• Exercise material:
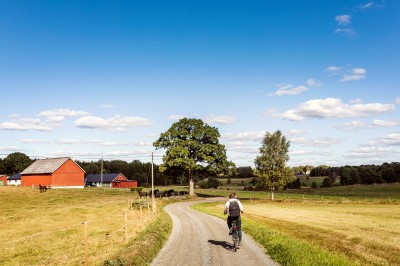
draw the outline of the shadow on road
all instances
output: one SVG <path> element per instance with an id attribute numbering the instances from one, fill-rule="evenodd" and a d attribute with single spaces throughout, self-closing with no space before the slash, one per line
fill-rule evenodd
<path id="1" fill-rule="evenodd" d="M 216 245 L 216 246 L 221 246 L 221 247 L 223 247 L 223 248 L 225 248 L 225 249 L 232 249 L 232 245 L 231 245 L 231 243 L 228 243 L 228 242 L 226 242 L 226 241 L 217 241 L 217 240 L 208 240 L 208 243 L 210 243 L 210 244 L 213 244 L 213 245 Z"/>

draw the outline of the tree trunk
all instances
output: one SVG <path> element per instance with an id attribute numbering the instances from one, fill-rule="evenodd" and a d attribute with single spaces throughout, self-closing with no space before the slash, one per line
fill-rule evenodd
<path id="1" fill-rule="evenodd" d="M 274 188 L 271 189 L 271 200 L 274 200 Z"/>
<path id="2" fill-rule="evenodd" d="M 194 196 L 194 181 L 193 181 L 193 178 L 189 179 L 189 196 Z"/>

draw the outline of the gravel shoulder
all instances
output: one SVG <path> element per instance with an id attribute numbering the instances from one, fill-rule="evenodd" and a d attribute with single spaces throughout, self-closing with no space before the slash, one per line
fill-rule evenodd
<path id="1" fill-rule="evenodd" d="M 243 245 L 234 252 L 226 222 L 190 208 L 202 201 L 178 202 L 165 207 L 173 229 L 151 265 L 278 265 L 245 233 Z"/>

• What you have to do:
Start at the top line above and repeat the records verbatim, leaving images out.

• Response area:
draw the outline of the shadow on road
all instances
output: one SVG <path> element per instance with an id attribute numbering the instances from one, fill-rule="evenodd" and a d attribute with single spaces throughout, self-closing with no space before the slash, one per line
fill-rule evenodd
<path id="1" fill-rule="evenodd" d="M 216 245 L 216 246 L 221 246 L 221 247 L 223 247 L 223 248 L 225 248 L 225 249 L 232 249 L 232 245 L 231 245 L 231 243 L 228 243 L 228 242 L 226 242 L 226 241 L 217 241 L 217 240 L 208 240 L 208 243 L 210 243 L 210 244 L 213 244 L 213 245 Z"/>

draw the outline of the tree trunk
all instances
output: one SVG <path> element per instance with an id attribute numbering the instances from one, fill-rule="evenodd" and a d attribute with single spaces throughout, self-closing with no space before the slash, one per line
fill-rule evenodd
<path id="1" fill-rule="evenodd" d="M 274 188 L 271 189 L 271 200 L 274 200 Z"/>
<path id="2" fill-rule="evenodd" d="M 194 196 L 194 181 L 193 181 L 193 178 L 189 179 L 189 196 Z"/>

draw the outline of the gravel shoulder
all instances
output: one SVG <path> element per instance with an id attribute numbering the instances from one, fill-rule="evenodd" and a d attribute with single spaces throughout, self-closing with no space before the slash, one per line
fill-rule evenodd
<path id="1" fill-rule="evenodd" d="M 243 245 L 234 252 L 226 222 L 190 208 L 202 201 L 178 202 L 165 207 L 173 229 L 151 265 L 278 265 L 245 233 Z"/>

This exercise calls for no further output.